=== PROMPT A ===
Quote word for word the part of the listing below that opens with the line containing "Annotation task — locate each instance of the distant watchtower" and continues to the end of the listing, with both ends included. Omit the pictures from your answer.

=== EXTRACTED TEXT ===
··········
The PASS File Database
The PASS files are an important source of archaeological information for the Commonwealth of Pennsylvania, but there are several problems with this resource. Because of the way that the PASS files were originally collected, the information is very uneven in quality. Table 25 lists the methods by which sites were recorded for the watershed. The majority of sites (almost 75%) were found through unsystematic surveys. Site locations are unverified, in many cases. I recommend that the archaeological community begin a comprehensive review and correction of this and other watershed databases, especially for those watersheds that have been identified as high site density areas. If the survey priorities policy is to work, it needs to be based on accurate information. It is important to have accurate site locations, information on the number of sites that are now destroyed, and accurate chronologic assessments. There should be a mechanism for updating information about the condition of sites in the database.
The CRM Report Database
Archaeologists believe that the "gray" or unpublished
site reports that have accumulated on agency shelves as a result of CRM investigations
will one day be an important source of information for our syntheses of the
prehistory of various regions of the state. There are a number of problems with
the reports, one of which is accessibility.
Although there are three designated report repositories in the state (at the
BHP, the Anthropology Department of the Carnegie Museum, and Temple University)
access to this information is still limited by distance and availability. In
addition, it is difficult to know how many reports are available for an area
and to then find those reports. It would be useful to have a list of all of
the reports that is updated on a yearly basis. There are also new technologies
such as scanning and creating Adobe Acrobat (pdf) files of old reports that
could then be used to produce compact discs (CD) of the literature for each
watershed. The CD format would provide an inexpensive and easily duplicated
way to distribute the archaeological literature. If the literature was more
available, we would all be able to contribute to the refinement of research
questions for the watersheds.
Beyond their basic availability, the reports are difficult to use because they reflect different approaches to survey and approaches that have changed through time. While it might be best if all surveys were conducted with a single standard methodology, in both upland and riverine settings, this may be an impractical requirement. It would be very useful to have a systematic way to record the locations of areas that have been surveyed and to record the survey results by topographic feature.
··········
Object position labeling entries:
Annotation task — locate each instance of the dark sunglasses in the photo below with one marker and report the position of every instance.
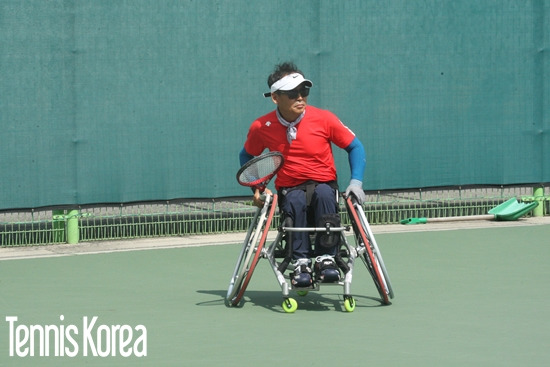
(293, 94)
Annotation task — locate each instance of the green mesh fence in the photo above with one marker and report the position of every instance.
(192, 217)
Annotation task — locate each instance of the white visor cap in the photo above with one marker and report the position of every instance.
(288, 82)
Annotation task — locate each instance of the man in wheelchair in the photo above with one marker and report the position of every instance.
(307, 183)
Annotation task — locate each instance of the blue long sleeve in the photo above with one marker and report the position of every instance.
(357, 159)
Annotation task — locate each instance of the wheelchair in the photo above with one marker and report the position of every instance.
(278, 252)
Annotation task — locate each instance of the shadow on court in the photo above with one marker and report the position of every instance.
(272, 300)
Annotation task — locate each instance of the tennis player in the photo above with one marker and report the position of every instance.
(307, 183)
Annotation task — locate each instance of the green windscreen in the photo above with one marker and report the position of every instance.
(115, 101)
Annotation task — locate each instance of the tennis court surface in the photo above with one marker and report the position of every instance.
(472, 294)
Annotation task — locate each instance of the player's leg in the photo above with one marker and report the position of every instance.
(324, 208)
(293, 205)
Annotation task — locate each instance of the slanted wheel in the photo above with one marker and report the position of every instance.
(366, 249)
(290, 305)
(251, 251)
(349, 303)
(375, 250)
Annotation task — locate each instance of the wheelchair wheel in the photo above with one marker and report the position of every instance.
(368, 257)
(251, 251)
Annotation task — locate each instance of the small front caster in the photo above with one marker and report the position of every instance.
(349, 303)
(290, 305)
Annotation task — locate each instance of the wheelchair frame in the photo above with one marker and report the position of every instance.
(364, 247)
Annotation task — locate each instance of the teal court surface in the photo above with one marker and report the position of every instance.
(471, 294)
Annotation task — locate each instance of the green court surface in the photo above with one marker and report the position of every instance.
(470, 297)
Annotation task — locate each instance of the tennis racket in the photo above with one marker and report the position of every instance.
(258, 171)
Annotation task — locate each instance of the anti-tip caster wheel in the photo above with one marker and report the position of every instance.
(290, 305)
(349, 304)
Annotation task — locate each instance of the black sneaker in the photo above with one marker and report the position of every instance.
(326, 269)
(301, 277)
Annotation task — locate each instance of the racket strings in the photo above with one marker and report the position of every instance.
(260, 170)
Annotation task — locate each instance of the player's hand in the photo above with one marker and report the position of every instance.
(356, 189)
(259, 197)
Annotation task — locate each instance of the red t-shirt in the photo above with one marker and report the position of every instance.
(309, 156)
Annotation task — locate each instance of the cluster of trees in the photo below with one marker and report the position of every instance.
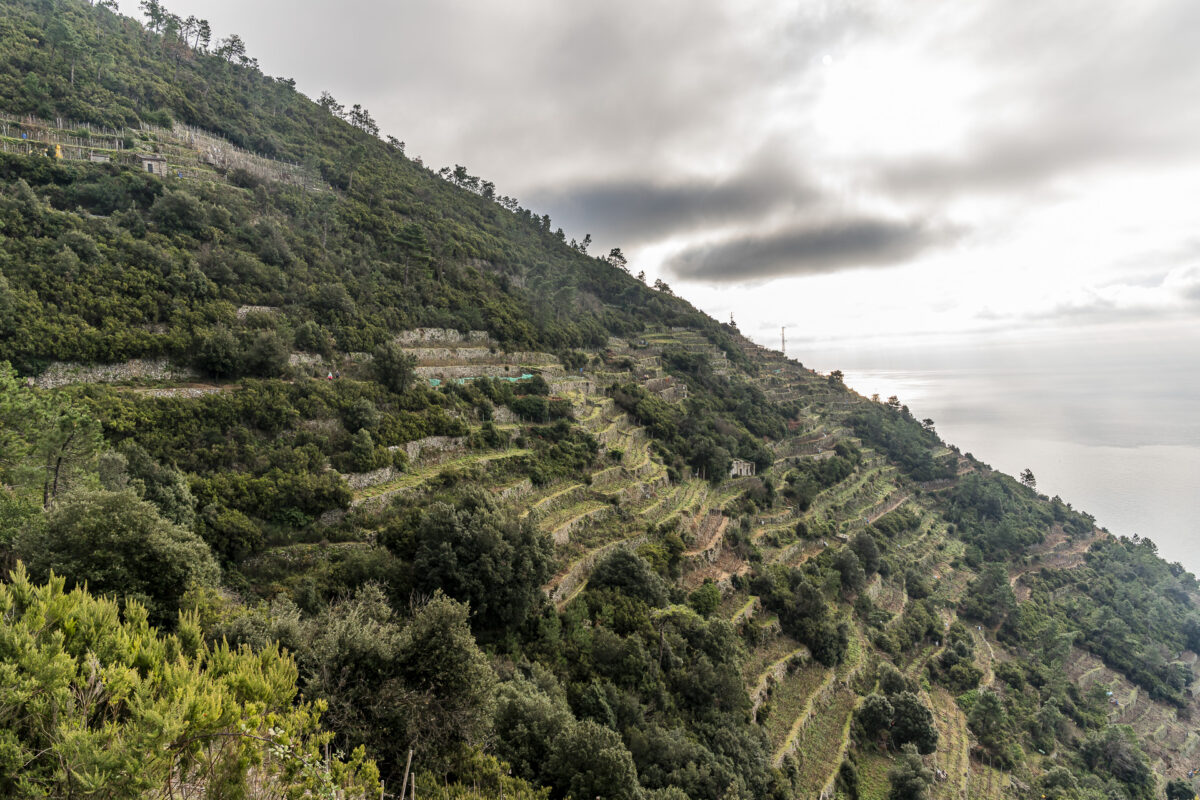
(804, 612)
(1128, 607)
(396, 248)
(97, 702)
(895, 716)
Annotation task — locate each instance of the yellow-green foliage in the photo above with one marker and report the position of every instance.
(97, 705)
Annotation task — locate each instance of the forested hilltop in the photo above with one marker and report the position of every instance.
(324, 473)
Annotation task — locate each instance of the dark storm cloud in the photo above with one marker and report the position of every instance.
(845, 244)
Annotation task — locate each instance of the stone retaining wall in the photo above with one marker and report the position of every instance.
(439, 335)
(375, 477)
(63, 373)
(431, 450)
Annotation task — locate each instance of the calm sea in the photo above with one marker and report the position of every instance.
(1111, 428)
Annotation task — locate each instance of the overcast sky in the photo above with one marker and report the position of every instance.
(874, 174)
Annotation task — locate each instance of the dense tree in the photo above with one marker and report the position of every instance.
(394, 684)
(394, 368)
(118, 543)
(474, 553)
(910, 779)
(912, 723)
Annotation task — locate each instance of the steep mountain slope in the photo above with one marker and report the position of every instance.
(697, 569)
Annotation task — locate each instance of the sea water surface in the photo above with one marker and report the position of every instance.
(1113, 428)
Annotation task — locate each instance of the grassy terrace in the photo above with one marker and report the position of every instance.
(953, 745)
(873, 774)
(790, 707)
(546, 503)
(820, 746)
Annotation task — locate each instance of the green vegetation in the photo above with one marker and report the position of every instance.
(505, 546)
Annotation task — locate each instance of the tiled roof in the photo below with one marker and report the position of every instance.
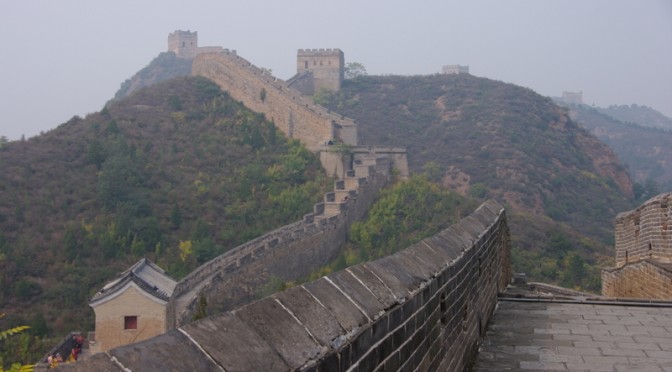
(146, 275)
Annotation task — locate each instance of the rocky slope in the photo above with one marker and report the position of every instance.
(490, 139)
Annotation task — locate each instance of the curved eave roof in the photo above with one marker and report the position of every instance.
(146, 275)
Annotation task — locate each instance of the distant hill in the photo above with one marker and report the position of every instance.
(640, 115)
(484, 138)
(646, 150)
(164, 67)
(178, 172)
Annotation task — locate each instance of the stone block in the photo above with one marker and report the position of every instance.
(321, 322)
(234, 345)
(347, 314)
(281, 331)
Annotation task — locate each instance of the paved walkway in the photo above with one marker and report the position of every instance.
(550, 336)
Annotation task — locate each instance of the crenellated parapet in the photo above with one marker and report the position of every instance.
(295, 115)
(288, 253)
(643, 252)
(645, 232)
(423, 308)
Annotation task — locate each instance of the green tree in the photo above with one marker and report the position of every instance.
(13, 366)
(176, 216)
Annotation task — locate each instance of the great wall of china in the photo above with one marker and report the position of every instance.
(423, 308)
(643, 252)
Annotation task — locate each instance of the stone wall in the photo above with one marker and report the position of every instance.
(642, 279)
(424, 308)
(288, 253)
(326, 66)
(297, 116)
(645, 232)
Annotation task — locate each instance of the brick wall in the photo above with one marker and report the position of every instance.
(288, 253)
(297, 116)
(422, 309)
(110, 332)
(642, 279)
(326, 66)
(645, 232)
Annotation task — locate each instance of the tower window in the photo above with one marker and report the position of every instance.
(131, 322)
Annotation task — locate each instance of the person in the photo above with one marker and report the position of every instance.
(77, 342)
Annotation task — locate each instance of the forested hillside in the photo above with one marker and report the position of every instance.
(641, 115)
(646, 149)
(164, 67)
(178, 173)
(486, 139)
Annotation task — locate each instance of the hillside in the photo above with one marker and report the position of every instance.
(489, 139)
(164, 67)
(647, 150)
(178, 173)
(641, 115)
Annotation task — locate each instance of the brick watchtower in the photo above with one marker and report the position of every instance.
(326, 65)
(183, 43)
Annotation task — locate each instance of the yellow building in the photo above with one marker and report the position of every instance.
(132, 307)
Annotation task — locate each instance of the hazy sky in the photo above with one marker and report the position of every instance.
(65, 58)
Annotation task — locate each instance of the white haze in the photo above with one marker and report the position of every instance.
(66, 58)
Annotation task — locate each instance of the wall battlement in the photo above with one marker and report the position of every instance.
(423, 308)
(185, 44)
(297, 116)
(645, 232)
(643, 252)
(288, 253)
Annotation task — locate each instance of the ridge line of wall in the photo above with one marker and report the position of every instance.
(297, 116)
(427, 307)
(289, 252)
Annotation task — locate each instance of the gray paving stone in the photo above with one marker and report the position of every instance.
(539, 366)
(582, 338)
(560, 358)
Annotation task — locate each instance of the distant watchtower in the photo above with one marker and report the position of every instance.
(326, 66)
(183, 43)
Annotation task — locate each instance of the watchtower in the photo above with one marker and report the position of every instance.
(183, 43)
(326, 66)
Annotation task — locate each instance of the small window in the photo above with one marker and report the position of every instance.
(131, 322)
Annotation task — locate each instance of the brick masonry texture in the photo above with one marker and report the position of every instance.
(645, 232)
(297, 116)
(643, 252)
(288, 253)
(424, 308)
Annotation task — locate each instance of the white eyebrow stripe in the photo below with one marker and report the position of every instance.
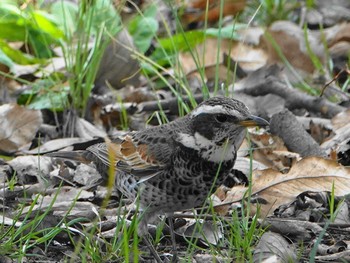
(214, 110)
··········
=== PROMPT B ===
Print word for word the passage of the text on archaeological databases that opens with the words containing "The CRM Report" and closes with "and Temple University)".

=== PROBLEM SOLUTION A ===
Annotation task — locate each instance of the distant watchtower in the photo above with one marker and report the position of every instance.
(326, 66)
(183, 43)
Annotation task — locate each instance of the watchtower in the photo above with one marker and report the position of every instance.
(183, 43)
(326, 66)
Annotation task — locate each instance of the small window in the photo above with one marker and report the position of every instance.
(131, 322)
Annotation task — locate each instance of the brick masonry texture in the photo above with one marker and report the position of every instance.
(645, 232)
(297, 116)
(643, 252)
(288, 253)
(424, 308)
Annotation task — locate each instance of the white eyebrow stripe in the photo below with one marker and report the position of every instance.
(214, 110)

=== PROBLEM SOLUTION B ===
The CRM Report Database
Archaeologists believe that the "gray" or unpublished
site reports that have accumulated on agency shelves as a result of CRM investigations
will one day be an important source of information for our syntheses of the
prehistory of various regions of the state. There are a number of problems with
the reports, one of which is accessibility.
Although there are three designated report repositories in the state (at the
BHP, the Anthropology Department of the Carnegie Museum, and Temple University)